Skip to content

Runtime Roadmap — Lean g-agent Runtime

Last updated: 2026-02-12

This roadmap tracks runtime priorities for g-agent, while keeping it lightweight, cross-platform, and operator-controlled.


North Star

Build a personal assistant that is:

  • proactive (can initiate useful work),
  • memory-strong (recalls user context reliably across sessions),
  • workflow-capable (Google + browser + channel orchestration),
  • safe by default (strict boundaries for personal and guest modes).

Scope Boundaries

This roadmap is focused-scope.

In scope:

  • high-value runtime behavior
  • memory quality
  • proactive orchestration
  • security posture for mixed personal/guest usage
  • observability for daily operations

Out of scope:

  • heavy framework expansion
  • channel sprawl without clear reliability/ops value
  • large control-plane abstractions that reduce local clarity

Delta Tracks and Status

1) Execution Runtime with Checkpoints

Status: implemented (v1)

Implemented:

  • task lifecycle checkpoints (plan -> execute -> verify -> reflect -> done)
  • persisted task state in workspace (state/tasks/*.json)
  • restart-safe completion tracking

Code:

  • backend/agent/g_agent/agent/runtime.py
  • backend/agent/g_agent/agent/loop.py

2) Memory Retrieval Intelligence

Status: implemented (v1)
======
• Exercises:
A) Answer these questions about the runtime roadmap, one line each:
(i) What date is given for the last update?
(ii) In what file path is task state saved in the workspace?
(iii) What status is shown for Memory Retrieval Intelligence?
B) Rewrite the paragraph of the runtime roadmap that begins "Build a personal assistant that is" as one short sentence, keeping its main facts.
C) Write out the part of the runtime roadmap that opens with the words containing "Delta Tracks and" and closes with "in workspace (state/tasks/*.json)".
======
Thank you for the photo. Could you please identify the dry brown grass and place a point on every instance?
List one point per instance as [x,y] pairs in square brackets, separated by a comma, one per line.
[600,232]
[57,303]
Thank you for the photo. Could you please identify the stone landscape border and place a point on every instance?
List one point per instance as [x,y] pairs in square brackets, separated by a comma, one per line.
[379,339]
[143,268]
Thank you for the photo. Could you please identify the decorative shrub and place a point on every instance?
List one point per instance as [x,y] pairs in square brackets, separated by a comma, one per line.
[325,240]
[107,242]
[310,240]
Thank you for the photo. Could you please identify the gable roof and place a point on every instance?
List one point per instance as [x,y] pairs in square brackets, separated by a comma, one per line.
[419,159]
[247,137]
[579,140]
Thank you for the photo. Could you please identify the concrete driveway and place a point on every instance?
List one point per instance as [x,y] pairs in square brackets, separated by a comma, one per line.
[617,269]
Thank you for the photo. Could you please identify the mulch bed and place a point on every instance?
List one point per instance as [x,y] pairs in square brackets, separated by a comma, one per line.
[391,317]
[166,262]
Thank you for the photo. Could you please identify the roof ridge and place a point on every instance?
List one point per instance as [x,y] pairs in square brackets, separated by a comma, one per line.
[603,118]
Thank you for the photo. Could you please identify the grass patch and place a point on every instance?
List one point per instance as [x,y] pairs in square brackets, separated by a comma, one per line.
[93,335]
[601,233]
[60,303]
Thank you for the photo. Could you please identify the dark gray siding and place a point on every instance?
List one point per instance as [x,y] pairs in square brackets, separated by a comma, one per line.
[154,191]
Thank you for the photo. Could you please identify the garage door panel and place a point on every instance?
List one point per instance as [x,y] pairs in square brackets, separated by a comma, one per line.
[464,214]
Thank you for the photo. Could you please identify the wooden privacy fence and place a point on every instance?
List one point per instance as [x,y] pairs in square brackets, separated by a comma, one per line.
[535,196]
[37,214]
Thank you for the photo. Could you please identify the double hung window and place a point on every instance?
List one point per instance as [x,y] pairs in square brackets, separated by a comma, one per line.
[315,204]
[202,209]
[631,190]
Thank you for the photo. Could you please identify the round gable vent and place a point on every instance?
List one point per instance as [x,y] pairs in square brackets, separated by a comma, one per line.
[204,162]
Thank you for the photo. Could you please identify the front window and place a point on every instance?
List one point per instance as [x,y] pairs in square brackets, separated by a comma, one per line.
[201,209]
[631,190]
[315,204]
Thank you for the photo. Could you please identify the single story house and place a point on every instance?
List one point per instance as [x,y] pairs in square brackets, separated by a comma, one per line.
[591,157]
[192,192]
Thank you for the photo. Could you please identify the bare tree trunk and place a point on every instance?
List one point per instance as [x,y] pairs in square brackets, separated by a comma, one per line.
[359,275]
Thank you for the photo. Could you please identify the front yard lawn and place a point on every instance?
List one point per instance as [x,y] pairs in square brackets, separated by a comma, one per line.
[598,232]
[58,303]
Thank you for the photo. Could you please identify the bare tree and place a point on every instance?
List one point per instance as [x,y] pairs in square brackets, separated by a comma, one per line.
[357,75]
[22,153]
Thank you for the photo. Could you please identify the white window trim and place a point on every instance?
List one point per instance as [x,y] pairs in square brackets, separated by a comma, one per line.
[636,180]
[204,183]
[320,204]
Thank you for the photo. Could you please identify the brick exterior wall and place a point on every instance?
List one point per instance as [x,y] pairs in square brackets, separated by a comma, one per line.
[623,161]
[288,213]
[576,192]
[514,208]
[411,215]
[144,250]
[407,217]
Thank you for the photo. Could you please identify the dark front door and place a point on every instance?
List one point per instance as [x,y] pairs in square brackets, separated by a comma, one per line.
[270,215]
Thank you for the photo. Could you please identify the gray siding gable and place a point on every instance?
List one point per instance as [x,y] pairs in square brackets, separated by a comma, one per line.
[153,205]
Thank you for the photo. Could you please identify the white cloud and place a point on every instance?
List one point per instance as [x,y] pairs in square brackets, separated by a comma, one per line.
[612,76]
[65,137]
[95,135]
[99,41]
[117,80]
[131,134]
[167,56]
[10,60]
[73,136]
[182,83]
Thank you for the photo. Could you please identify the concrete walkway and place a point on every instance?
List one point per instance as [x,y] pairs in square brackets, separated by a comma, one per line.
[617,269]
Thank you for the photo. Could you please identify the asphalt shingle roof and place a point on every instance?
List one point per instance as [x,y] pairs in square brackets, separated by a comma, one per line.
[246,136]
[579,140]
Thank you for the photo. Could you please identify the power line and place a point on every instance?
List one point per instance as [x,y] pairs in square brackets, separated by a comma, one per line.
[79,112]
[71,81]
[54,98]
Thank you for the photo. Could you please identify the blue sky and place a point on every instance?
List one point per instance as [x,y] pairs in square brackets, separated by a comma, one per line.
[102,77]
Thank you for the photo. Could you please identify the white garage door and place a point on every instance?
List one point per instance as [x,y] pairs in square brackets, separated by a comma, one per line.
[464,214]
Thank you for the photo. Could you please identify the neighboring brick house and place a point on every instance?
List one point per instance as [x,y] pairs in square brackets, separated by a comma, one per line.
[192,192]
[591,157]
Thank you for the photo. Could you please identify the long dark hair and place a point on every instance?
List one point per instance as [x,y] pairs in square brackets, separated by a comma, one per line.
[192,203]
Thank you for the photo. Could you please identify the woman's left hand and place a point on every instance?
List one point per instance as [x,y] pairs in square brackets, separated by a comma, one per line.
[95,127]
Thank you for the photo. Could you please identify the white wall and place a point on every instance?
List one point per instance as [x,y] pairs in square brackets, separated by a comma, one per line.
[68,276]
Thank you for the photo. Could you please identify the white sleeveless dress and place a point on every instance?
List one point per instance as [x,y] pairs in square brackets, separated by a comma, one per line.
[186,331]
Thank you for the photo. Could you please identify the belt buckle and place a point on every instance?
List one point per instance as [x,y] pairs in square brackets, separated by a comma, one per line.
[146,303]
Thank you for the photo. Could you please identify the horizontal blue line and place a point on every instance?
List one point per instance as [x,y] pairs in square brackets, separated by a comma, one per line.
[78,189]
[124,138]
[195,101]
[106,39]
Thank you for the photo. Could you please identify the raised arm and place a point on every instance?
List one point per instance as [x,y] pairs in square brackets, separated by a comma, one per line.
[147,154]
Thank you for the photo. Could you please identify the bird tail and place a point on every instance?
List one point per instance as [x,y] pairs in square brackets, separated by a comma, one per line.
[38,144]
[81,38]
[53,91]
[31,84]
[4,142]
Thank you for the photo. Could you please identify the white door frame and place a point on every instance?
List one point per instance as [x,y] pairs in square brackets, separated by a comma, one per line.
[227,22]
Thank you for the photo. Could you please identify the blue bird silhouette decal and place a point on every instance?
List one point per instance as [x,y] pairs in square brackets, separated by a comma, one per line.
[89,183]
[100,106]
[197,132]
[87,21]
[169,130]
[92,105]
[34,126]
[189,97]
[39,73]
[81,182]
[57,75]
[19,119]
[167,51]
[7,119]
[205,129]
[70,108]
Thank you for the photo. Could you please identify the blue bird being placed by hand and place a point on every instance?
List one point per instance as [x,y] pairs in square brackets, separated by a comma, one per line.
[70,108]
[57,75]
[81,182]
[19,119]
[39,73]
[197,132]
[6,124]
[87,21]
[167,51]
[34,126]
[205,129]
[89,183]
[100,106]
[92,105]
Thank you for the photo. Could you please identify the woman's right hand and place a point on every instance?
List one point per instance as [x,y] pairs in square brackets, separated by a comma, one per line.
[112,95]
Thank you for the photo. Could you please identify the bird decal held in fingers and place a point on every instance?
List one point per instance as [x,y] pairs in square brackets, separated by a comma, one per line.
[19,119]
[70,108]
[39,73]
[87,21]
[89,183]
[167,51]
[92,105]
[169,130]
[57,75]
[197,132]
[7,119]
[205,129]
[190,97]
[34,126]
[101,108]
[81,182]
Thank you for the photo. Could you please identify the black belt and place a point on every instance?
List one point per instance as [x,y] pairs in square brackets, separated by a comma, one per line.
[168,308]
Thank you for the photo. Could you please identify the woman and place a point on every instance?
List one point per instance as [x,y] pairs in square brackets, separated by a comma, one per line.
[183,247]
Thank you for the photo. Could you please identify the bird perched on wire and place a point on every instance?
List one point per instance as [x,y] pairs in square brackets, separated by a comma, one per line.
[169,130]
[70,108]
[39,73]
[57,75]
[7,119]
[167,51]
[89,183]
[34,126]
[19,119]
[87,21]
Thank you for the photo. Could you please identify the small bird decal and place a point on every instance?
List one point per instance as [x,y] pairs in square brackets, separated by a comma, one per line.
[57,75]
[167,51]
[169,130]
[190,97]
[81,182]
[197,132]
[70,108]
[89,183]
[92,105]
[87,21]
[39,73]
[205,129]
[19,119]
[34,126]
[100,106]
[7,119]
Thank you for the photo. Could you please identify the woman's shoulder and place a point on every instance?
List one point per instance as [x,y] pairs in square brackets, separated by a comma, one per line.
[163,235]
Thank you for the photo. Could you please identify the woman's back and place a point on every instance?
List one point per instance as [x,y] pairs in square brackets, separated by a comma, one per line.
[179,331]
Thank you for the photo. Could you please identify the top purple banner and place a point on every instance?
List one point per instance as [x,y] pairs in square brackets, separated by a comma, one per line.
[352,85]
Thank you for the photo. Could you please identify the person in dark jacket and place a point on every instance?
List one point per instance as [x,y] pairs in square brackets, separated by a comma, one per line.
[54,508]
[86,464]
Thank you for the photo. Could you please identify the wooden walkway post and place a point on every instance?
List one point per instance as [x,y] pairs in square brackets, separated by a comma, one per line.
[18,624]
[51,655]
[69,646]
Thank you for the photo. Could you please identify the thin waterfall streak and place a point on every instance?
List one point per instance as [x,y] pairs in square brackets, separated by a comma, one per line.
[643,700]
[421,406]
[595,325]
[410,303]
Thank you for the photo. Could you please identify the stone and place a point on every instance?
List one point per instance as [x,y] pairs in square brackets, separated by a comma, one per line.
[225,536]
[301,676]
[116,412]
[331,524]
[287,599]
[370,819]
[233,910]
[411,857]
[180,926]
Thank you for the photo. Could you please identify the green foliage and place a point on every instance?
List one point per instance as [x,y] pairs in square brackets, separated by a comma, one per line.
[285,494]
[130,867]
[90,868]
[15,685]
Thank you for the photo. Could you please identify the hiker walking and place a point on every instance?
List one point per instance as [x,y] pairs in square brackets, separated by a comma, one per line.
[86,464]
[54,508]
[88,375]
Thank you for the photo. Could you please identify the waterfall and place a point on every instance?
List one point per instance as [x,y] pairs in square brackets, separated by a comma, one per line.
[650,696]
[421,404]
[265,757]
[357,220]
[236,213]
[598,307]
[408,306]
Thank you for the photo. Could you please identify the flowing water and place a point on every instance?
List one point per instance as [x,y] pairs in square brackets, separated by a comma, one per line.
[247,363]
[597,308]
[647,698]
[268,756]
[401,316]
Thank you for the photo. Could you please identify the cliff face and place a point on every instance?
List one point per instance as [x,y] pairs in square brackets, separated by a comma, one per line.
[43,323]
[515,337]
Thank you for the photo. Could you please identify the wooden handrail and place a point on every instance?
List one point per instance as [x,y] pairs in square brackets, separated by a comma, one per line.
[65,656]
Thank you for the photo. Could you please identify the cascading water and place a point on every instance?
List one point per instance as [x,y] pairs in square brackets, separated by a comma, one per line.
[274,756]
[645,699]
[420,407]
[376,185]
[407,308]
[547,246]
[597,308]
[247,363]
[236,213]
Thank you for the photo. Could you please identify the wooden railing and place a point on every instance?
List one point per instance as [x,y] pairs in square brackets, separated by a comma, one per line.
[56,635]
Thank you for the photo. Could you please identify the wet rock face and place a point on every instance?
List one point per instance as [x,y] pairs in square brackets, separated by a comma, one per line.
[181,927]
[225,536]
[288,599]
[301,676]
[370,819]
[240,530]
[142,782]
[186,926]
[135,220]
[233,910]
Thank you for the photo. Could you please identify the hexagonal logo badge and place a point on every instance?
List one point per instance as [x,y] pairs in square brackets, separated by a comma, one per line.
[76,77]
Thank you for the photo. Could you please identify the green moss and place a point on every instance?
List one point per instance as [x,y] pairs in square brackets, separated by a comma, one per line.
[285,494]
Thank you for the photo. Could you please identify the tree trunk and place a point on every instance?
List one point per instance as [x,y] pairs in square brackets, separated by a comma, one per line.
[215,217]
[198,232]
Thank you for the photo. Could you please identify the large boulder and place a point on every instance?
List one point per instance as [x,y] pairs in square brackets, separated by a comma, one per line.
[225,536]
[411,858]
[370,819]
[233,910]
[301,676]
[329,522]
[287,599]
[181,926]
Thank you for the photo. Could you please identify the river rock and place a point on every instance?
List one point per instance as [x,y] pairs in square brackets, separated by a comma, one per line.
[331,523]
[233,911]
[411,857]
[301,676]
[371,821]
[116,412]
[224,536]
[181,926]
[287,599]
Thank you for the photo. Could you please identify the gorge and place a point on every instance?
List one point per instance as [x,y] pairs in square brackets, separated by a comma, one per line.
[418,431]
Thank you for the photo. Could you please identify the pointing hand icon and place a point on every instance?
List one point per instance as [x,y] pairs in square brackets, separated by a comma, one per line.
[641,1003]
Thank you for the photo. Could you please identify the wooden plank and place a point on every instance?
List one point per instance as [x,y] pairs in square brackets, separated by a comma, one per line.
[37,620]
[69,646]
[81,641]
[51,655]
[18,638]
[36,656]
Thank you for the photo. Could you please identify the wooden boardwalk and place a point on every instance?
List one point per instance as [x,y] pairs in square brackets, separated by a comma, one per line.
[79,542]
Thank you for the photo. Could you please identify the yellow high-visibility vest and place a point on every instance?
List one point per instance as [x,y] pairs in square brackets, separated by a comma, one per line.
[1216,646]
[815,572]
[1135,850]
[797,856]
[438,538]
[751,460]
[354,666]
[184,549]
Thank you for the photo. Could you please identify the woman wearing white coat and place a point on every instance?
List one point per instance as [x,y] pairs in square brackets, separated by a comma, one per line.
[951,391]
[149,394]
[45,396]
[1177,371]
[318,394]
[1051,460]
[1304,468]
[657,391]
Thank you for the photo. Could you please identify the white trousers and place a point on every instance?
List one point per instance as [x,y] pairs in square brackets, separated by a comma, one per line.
======
• Responses to the tasks:
A)
(i) 2026-02-12
(ii) state/tasks/*.json
(iii) Implemented (v1)

B) The goal is a personal assistant that can start useful work on its own, reliably remembers user context across sessions, coordinates Google, browser and channel workflows, and keeps strict boundaries for personal and guest modes by default.

C)
Delta Tracks and Status

1) Execution Runtime with Checkpoints

Status: implemented (v1)

Implemented:

  • task lifecycle checkpoints (plan -> execute -> verify -> reflect -> done)
  • persisted task state in workspace (state/tasks/*.json)